TEXTO CITADO =>

----

ISSUE 1/ Abril 2021

Paul Auster

El sol lunar en el laberinto

el Palacio de los aprendizajes

por Oscar Carballo

En el Hacedor, —un libro de conjeturas, tramas y laberintos—, Borges ensaya una noción inquietante sobre la existencia del tiempo. La historia del Emperador y su palacio es impactante: un poeta lee su obra frente al Soberano, retrata su palacio, la materialidad entre sus penumbras y detalles; cita por medio de la palabra y la memoria. El Emperador se conmueve: cree que el poeta le ha arrebatado el palacio y lo manda a matar de inmediato.

Creditos: Téxtos, Diseño e Ilustración Oscar Carballo / Buenos Aires 2021

En El Hacedor, —un libro de conjeturas, tramas y laberintos—, Borges construye mediante ensayos breves una noción inquietante sobre la existencia del tiempo. La historia del Emperador y su palacio es impactante: un poeta lee su obra frente al Soberano. El texto retrata su palacio, la materialidad, las luces, las penumbras y los detalles; los avatares de su dinastía por medio de la palabra y la memoria. El texto, aún perdido para siempre, podría constar de una sola palabra. El Emperador se conmueve: cree que el poeta le ha arrebatado el palacio y lo manda a matar de inmediato.

----

DATOS MOSTRADOS =>

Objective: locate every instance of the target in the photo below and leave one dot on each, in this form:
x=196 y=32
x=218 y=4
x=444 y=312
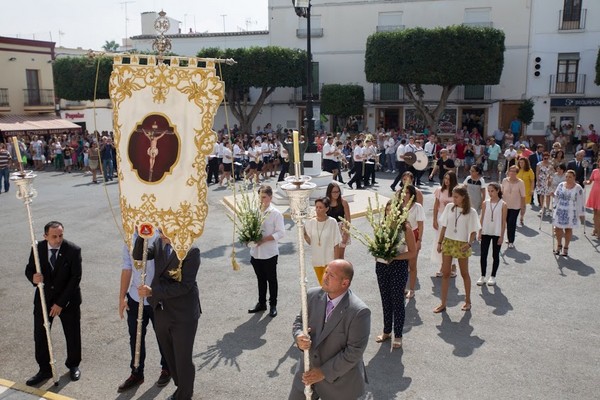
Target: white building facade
x=565 y=35
x=339 y=33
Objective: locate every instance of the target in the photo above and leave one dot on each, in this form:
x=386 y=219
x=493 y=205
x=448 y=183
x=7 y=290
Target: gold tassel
x=234 y=263
x=176 y=273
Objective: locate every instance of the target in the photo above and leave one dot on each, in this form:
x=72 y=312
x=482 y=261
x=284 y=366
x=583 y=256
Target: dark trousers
x=266 y=274
x=70 y=318
x=147 y=316
x=400 y=168
x=511 y=223
x=285 y=166
x=369 y=174
x=5 y=176
x=391 y=279
x=213 y=170
x=485 y=246
x=176 y=339
x=357 y=177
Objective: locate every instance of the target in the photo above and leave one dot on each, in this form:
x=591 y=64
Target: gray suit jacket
x=179 y=299
x=337 y=346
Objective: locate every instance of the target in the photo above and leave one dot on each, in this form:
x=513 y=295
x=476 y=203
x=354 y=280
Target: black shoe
x=164 y=378
x=74 y=373
x=38 y=378
x=132 y=381
x=257 y=308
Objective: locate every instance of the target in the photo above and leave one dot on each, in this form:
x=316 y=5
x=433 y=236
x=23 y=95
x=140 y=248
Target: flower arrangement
x=248 y=217
x=388 y=237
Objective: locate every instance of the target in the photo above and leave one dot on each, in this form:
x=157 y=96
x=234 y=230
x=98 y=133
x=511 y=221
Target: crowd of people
x=463 y=213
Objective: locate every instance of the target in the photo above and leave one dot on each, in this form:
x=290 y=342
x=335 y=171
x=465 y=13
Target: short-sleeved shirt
x=459 y=226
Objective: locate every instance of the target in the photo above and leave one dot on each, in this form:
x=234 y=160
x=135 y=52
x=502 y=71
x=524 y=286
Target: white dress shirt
x=272 y=225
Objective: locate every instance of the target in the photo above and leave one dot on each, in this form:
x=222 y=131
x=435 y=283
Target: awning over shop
x=17 y=124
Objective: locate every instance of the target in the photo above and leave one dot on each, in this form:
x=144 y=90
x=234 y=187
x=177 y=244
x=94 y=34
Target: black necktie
x=53 y=257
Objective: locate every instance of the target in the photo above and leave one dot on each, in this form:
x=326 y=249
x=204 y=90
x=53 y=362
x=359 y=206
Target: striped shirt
x=4 y=158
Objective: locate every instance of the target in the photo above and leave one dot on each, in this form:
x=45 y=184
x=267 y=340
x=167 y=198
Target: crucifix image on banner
x=163 y=118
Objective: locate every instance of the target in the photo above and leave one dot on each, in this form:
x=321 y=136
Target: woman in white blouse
x=493 y=227
x=323 y=236
x=227 y=163
x=458 y=226
x=416 y=219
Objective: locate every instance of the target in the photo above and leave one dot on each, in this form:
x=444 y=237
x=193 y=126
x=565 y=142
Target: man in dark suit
x=176 y=306
x=534 y=159
x=60 y=263
x=577 y=166
x=339 y=324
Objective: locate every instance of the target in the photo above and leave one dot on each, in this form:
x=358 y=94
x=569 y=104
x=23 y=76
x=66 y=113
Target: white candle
x=296 y=147
x=17 y=149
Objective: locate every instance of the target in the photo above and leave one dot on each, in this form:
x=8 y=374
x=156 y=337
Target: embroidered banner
x=163 y=118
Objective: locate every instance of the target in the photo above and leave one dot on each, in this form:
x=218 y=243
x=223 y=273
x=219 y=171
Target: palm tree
x=110 y=46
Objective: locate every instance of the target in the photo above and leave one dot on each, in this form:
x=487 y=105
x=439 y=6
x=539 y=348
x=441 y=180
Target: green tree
x=526 y=113
x=597 y=80
x=342 y=101
x=446 y=57
x=111 y=46
x=75 y=77
x=265 y=68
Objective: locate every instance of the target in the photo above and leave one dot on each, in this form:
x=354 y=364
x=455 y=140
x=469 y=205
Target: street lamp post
x=302 y=8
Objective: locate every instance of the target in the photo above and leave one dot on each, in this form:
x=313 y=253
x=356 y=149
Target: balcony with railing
x=389 y=28
x=481 y=24
x=4 y=103
x=314 y=32
x=388 y=92
x=567 y=84
x=572 y=21
x=474 y=93
x=299 y=94
x=38 y=99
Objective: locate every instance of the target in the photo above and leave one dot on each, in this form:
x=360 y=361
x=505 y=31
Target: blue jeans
x=107 y=169
x=148 y=316
x=4 y=175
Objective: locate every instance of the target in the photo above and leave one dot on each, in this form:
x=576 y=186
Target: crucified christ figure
x=153 y=136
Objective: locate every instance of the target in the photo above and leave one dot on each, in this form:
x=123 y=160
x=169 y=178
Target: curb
x=43 y=394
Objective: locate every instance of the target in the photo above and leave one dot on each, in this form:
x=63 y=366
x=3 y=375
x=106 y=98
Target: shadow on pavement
x=493 y=297
x=152 y=393
x=574 y=265
x=385 y=372
x=453 y=297
x=293 y=354
x=412 y=316
x=527 y=231
x=518 y=256
x=458 y=334
x=246 y=336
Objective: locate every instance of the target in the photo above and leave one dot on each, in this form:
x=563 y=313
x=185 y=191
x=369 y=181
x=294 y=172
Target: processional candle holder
x=501 y=164
x=24 y=181
x=299 y=188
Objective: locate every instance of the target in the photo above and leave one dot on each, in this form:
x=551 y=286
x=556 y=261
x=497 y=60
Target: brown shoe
x=164 y=378
x=132 y=381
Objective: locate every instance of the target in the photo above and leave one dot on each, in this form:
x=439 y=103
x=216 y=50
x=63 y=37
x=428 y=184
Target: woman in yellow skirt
x=459 y=225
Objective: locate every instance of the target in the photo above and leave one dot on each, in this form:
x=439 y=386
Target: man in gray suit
x=339 y=324
x=176 y=306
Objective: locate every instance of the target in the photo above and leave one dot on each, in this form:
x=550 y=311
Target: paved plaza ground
x=536 y=335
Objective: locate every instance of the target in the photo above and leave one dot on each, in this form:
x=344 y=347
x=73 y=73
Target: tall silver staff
x=24 y=180
x=299 y=189
x=146 y=232
x=584 y=164
x=501 y=164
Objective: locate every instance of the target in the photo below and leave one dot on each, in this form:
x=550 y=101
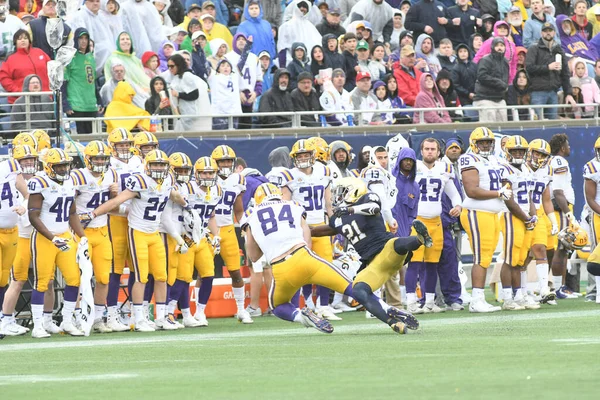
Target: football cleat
x=68 y=327
x=406 y=318
x=254 y=312
x=310 y=320
x=143 y=326
x=201 y=318
x=165 y=324
x=100 y=327
x=414 y=308
x=13 y=329
x=325 y=312
x=422 y=233
x=455 y=307
x=39 y=333
x=244 y=317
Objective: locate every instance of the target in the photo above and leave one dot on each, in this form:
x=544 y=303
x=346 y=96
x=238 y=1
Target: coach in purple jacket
x=407 y=199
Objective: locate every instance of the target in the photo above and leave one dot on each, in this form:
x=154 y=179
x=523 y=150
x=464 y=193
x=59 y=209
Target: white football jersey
x=539 y=181
x=519 y=177
x=232 y=187
x=120 y=171
x=9 y=170
x=276 y=226
x=147 y=207
x=591 y=171
x=489 y=179
x=309 y=190
x=204 y=203
x=562 y=178
x=432 y=183
x=91 y=192
x=58 y=199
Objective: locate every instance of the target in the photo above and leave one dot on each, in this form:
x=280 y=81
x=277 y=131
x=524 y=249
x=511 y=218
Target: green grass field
x=549 y=354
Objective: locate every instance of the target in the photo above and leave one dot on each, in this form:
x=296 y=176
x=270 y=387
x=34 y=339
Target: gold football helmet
x=478 y=137
x=303 y=146
x=267 y=192
x=97 y=156
x=182 y=167
x=120 y=141
x=225 y=158
x=27 y=157
x=538 y=153
x=349 y=190
x=209 y=167
x=515 y=149
x=321 y=148
x=156 y=165
x=57 y=164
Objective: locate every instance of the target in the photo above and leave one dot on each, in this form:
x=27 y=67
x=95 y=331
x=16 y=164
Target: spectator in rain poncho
x=98 y=26
x=189 y=94
x=111 y=10
x=134 y=68
x=377 y=12
x=258 y=28
x=141 y=20
x=122 y=106
x=298 y=29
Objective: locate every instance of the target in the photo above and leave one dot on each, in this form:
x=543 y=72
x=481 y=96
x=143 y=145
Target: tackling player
x=52 y=214
x=434 y=178
x=309 y=184
x=358 y=218
x=149 y=193
x=92 y=190
x=484 y=195
x=234 y=186
x=518 y=222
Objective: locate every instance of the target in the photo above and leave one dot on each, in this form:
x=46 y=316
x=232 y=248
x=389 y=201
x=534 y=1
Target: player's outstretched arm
x=35 y=208
x=322 y=230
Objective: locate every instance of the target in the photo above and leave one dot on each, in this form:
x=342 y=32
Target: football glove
x=60 y=243
x=216 y=243
x=505 y=193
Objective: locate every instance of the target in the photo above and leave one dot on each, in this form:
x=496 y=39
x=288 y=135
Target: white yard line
x=204 y=335
x=6 y=380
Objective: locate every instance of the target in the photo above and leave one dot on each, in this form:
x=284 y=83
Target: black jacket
x=461 y=33
x=464 y=75
x=542 y=79
x=351 y=61
x=336 y=59
x=325 y=27
x=276 y=100
x=423 y=13
x=492 y=76
x=307 y=103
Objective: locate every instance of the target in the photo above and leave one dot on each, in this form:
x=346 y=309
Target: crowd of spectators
x=230 y=57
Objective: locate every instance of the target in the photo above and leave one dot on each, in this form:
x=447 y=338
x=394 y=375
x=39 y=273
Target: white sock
x=161 y=309
x=298 y=316
x=478 y=294
x=403 y=293
x=557 y=281
x=429 y=298
x=99 y=311
x=542 y=271
x=37 y=310
x=238 y=295
x=69 y=309
x=138 y=313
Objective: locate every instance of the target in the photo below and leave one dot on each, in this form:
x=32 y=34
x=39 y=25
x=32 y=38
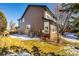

----

TAREAS PLANTEADAS =>
a) Según el texto citado, ¿qué hace el Emperador tras escuchar la obra del poeta?
b) Por favor, enumera todo lo que retrata la obra del poeta según la oración del texto citado que empieza con «El texto retrata su palacio».

EN RESPUESTA =>
a) Se conmueve, cree que el poeta le ha arrebatado el palacio y lo manda a matar de inmediato.

b) Su palacio, la materialidad, las luces, las penumbras, los detalles y los avatares de su dinastía.